SOURCE:
# Few pics of my R34



## emperor_77 (Apr 11, 2009)

A few pics of the R34 GTR I recently bought. Most of you know the car I guess... 









































































...and one with the missus at Dover waiting for the ferry to leave for Dunkerque. See that grin? That's a GTR-grin! :chuckle:


----------



## Piggaz (Sep 5, 2002)

Very snazzy! How a GTR should look  Congrats!
Mod list?


----------



## gtrlux (Mar 8, 2006)

Looks fantastic, were thoses piccis taken in Lux?

Any engine pics?


----------



## MacGTR (Dec 31, 2006)

Those are some great pics of the car, the do it justice.

I can't believe it took so long for that car to sell, just ridiculous.

Enjoy it!


----------



## Daryl TunerLab (Jun 7, 2008)

Beautiful! I love everything about it.


----------



## rb26 (Aug 29, 2004)

Congratulations with the purchase:thumbsup:
A beautiful 34 with a good spec:smokin:



Terje.


----------



## emperor_77 (Apr 11, 2009)

Thanks, I'm also very happy I did it!

EXTRACTED INFORMATION:
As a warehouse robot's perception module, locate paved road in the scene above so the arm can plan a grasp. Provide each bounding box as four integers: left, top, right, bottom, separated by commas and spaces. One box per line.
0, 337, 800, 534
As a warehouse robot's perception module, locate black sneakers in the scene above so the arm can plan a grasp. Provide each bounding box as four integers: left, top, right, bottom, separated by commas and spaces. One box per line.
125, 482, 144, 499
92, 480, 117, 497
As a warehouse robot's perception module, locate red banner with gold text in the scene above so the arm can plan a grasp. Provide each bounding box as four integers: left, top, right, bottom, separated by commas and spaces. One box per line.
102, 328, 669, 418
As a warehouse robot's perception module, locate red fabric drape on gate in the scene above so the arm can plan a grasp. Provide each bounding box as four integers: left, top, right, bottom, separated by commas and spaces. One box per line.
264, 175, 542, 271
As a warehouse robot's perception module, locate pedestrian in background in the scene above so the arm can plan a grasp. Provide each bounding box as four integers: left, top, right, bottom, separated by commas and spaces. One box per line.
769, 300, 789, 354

WHAT IS ASKED:
A: Rewrite the listing as a JSON array of strings with one string per line, omitting blank lines.
B: Extend the R34 GTR thread beyond its final post.
The R34 GTR thread and the listing are unrelated material.

EXERCISE RESULTS:
A:
[
  "As a warehouse robot's perception module, locate paved road in the scene above so the arm can plan a grasp. Provide each bounding box as four integers: left, top, right, bottom, separated by commas and spaces. One box per line.",
  "0, 337, 800, 534",
  "As a warehouse robot's perception module, locate black sneakers in the scene above so the arm can plan a grasp. Provide each bounding box as four integers: left, top, right, bottom, separated by commas and spaces. One box per line.",
  "125, 482, 144, 499",
  "92, 480, 117, 497",
  "As a warehouse robot's perception module, locate red banner with gold text in the scene above so the arm can plan a grasp. Provide each bounding box as four integers: left, top, right, bottom, separated by commas and spaces. One box per line.",
  "102, 328, 669, 418",
  "As a warehouse robot's perception module, locate red fabric drape on gate in the scene above so the arm can plan a grasp. Provide each bounding box as four integers: left, top, right, bottom, separated by commas and spaces. One box per line.",
  "264, 175, 542, 271",
  "As a warehouse robot's perception module, locate pedestrian in background in the scene above so the arm can plan a grasp. Provide each bounding box as four integers: left, top, right, bottom, separated by commas and spaces. One box per line.",
  "769, 300, 789, 354"
]

B:
Pics where taken in Luxembourg close to my place, pics of the enginebay will follow, it has to be cleaned a little 

Specs are: 442 bhp on the wheels with GT-SS turbos, Tein coilovers with EDFC, Stoptech brakes and everything that goes with it... The list is very long, but there was only the best stuff going on the car.

I only wish it was already streetlegal here in Lux, so I could enjoy driving it in the sunny weather...


----------



## Kadir (Mar 23, 2008)

Nice buy! You must be properly chuffed!


----------



## emperor_77 (Apr 11, 2009)

I am!


----------



## minos (Sep 21, 2006)

after seeing the first picture in black and white i think the wheels on this awsome car should be silver! 

but anyways really nice car!


----------



## Wills_GunR33 (May 16, 2009)

stunning 34 great choice


----------



## SkylineGTRCy (Dec 14, 2008)

Great car mate, absolutely stunning!!!!:clap:


----------



## Sub Boy (Jan 28, 2008)

minos said:


> after seeing the first picture in black and white i think the wheels on this awsome car should be silver!
> 
> but anyways really nice car!


+1:thumbsup:


----------



## kennyc (Aug 25, 2005)

Love black GTR's - good purchase/spec


----------



## emperor_77 (Apr 11, 2009)

minos said:


> after seeing the first picture in black and white i think the wheels on this awsome car should be silver!


Don't know... Don't you think this would make the car look too common?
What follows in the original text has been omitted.